● **Source**
If you’re looking to save money on accommodation and restaurants while avoiding the masses, the months of May, June, September, and October are a better time to visit. Croatia is even worth visiting in the off-season winter months, especially the Christmas festival in Zagreb.
2. Paying in Euros instead of Kunas
Most places in Croatia will say they accept Euros or the Croatian Kuna, but you’re better off sticking with the latter. 1 Euro is about 7.4 Kunas, so 74 kunas is 10 Euros. Sometimes, tours and restaurants may end up overcharging you if you pay in Euros.
Be careful to always check the conversion rate if you do pay in Euros, and if you’re unclear about prices, make sure to clarify that it is in Kuna. For example, one restaurant in Dubrovnik has a set menu in Euros, while the rest of the menu is in Kuna.
3. Getting a poor conversion rate for your money
If you need to get Kunas, I wouldn’t always recommend going to an exchange office. Yes, it sounds counter-intuitive. If you have money to exchange, you’ll often get the best exchange rate at a bank.
The most popular banks in Croatia are OTP, Splitska, PBZ, and Erste, any of which should be able to exchange money for you. Also, remember they aren’t open on the weekends. If an exchange office is your only option, make sure you clarify the rate they charge for the exchange.
4. Overpaying for mediocre food at restaurants
You won’t find a shortage of restaurants in Croatia, many of which have excellent cuisine and a remarkable view. However, in tourist spots like Dubrovnik’s Old Town, many mediocre restaurants get away with a high price tag simply because of the location. You may think that you’re getting fresh fish from the Adriatic, but what you’re really paying for is imported frozen fish with a nice view.
Don’t assume that the most expensive restaurants always have the best quality. You may find better quality and prices if you venture away from the center into the mom-and-pop places. Checking Trip Advisor or better yet ask locals for restaurant recommendations is your best bet.
5. Getting overcharged by taxis
Last but certainly not least, taxis can be an easy way to get ripped off in Croatia. Drivers will often have a different price for locals and tourists, which will increase during peak tourism season.
You can find many taxi drivers around the center of the town, or at the airports. Make sure you tell the driver where you are going beforehand and ask how much it is going to be. Depending on where you are staying, you may be better off arranging a ride with your accommodation, as this is often the more affordable option.
Overall, Croatia is full of locals who are genuinely happy to accommodate you during your stay.
That’s probably why so many of us keep coming back.

[Dataset items]
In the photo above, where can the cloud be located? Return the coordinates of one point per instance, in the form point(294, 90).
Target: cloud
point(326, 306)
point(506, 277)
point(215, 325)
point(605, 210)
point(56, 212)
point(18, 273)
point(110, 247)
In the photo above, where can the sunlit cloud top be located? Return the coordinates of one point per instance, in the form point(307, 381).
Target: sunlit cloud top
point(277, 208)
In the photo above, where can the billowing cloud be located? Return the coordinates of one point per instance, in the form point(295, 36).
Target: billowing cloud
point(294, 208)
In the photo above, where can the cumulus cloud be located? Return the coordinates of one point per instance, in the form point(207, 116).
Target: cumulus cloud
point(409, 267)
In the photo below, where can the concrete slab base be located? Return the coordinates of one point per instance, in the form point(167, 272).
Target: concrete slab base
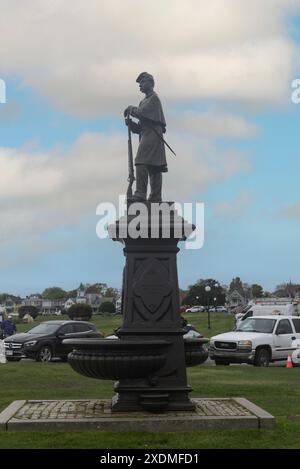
point(96, 415)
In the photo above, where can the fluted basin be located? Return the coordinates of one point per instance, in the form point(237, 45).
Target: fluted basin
point(116, 359)
point(195, 353)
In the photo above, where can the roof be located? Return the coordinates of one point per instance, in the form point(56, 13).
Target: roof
point(274, 316)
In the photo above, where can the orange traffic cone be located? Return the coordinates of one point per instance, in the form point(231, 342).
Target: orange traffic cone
point(289, 363)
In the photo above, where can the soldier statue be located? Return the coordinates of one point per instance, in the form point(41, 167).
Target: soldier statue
point(150, 160)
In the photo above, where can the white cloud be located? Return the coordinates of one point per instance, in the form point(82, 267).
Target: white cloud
point(213, 123)
point(86, 58)
point(40, 192)
point(291, 212)
point(234, 209)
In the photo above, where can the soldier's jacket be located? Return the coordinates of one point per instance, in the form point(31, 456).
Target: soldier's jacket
point(151, 150)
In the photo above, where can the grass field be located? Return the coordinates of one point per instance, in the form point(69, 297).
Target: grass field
point(106, 324)
point(275, 389)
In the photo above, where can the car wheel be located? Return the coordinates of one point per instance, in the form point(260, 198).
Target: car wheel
point(221, 361)
point(44, 354)
point(262, 357)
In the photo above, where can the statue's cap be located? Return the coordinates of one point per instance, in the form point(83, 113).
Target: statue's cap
point(143, 76)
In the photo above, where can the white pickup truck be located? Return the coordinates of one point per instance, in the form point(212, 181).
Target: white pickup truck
point(258, 340)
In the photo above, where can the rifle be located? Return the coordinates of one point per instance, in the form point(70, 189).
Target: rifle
point(131, 177)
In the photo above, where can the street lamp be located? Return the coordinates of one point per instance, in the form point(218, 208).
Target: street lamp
point(208, 289)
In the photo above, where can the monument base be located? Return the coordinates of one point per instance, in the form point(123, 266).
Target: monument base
point(97, 415)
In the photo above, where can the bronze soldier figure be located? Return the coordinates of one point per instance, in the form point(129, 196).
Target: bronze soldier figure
point(150, 160)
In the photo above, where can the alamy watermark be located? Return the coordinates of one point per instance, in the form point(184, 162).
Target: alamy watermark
point(2, 91)
point(295, 96)
point(155, 220)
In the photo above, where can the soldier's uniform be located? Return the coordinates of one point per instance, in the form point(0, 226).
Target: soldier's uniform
point(150, 160)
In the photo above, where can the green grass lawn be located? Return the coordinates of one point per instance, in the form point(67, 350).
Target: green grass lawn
point(275, 389)
point(106, 324)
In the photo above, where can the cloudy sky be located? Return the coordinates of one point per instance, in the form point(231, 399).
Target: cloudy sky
point(224, 71)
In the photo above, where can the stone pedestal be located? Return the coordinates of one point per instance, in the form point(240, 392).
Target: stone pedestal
point(151, 308)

● **Requirements**
a – From the Croatia travel piece, extract everything from "Don’t assume that" down to "peak tourism season.".
b – Count the lines of the listing that contain the word "bronze", and give only the number.

● **Complete answers**
a –
Don’t assume that the most expensive restaurants always have the best quality. You may find better quality and prices if you venture away from the center into the mom-and-pop places. Checking Trip Advisor or better yet ask locals for restaurant recommendations is your best bet.
5. Getting overcharged by taxis
Last but certainly not least, taxis can be an easy way to get ripped off in Croatia. Drivers will often have a different price for locals and tourists, which will increase during peak tourism season.

b – 2